__WHAT YOU WILL DO__:
- A) Please list every person named in the news excerpt about US-Mexico drug talks.
- B) Answer these from the news excerpt about US-Mexico drug talks:
(i) What is the name of the 13-year-old program that Washington is ready to revamp?
(ii) Where did Lopez Obrador make his opening remarks?
(iii) What kind of meal did Blinken hold with Lopez Obrador and other top Mexican officials?

__SOURCE PASSAGE__:
## BEGIN

Mexico City (AFP), Oct 8 – The United States and Mexico began talks Friday on overhauling their joint fight against drug cartels, during a visit by a high-level delegation including US Secretary of State Antony Blinken.

President Andres Manuel Lopez Obrador has said Mexico no longer wants helicopter gunships and other weapons to combat drug traffickers, urging the United States to invest in regional economic development instead.

On his first visit to Mexico as the top US diplomat, Blinken, accompanied by a delegation including US Homeland Security Secretary Alejandro Mayorkas, held a working breakfast with Lopez Obrador and other top Mexican officials.

“I believe that together we will be able to enter a new phase” in relations, Lopez Obrador said in opening remarks at the National Palace, reiterating an invitation to US President Joe Biden to visit Mexico.

After a tour of the building with Lopez Obrador, Blinken said that he had “a very powerful vision for where that relationship can and should go.”

Washington has indicated that it is ready to revamp a 13-year-old program called the Merida Initiative that provided US military firepower, technical support and security training.

## END

__SOURCE MATERIAL__:
## BEGIN

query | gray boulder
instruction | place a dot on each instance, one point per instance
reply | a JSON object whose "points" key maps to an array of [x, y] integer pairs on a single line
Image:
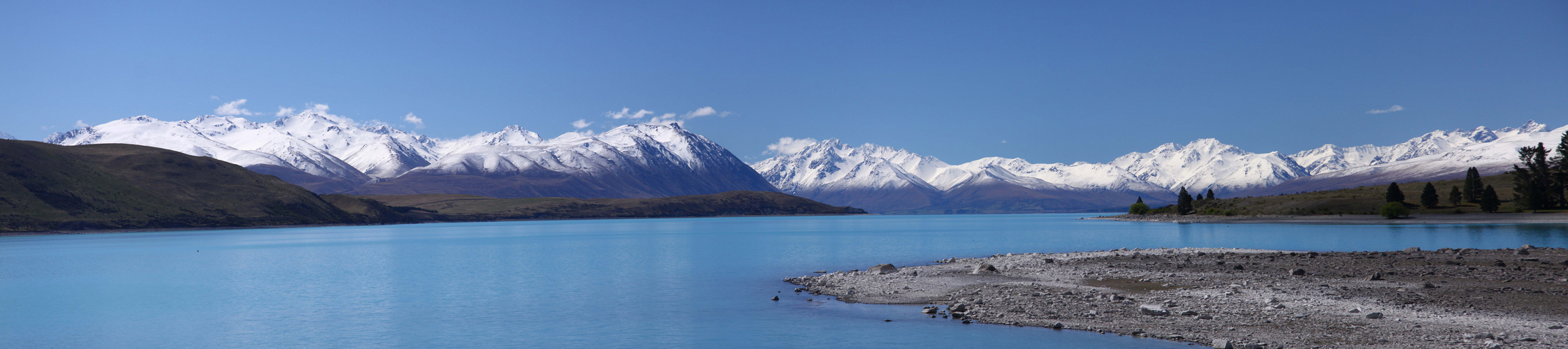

## END

__WRITTEN ANSWERS__:
- A)
Antony Blinken
Andres Manuel Lopez Obrador
Alejandro Mayorkas
Joe Biden

- B)
(i) The Merida Initiative
(ii) At the National Palace
(iii) A working breakfast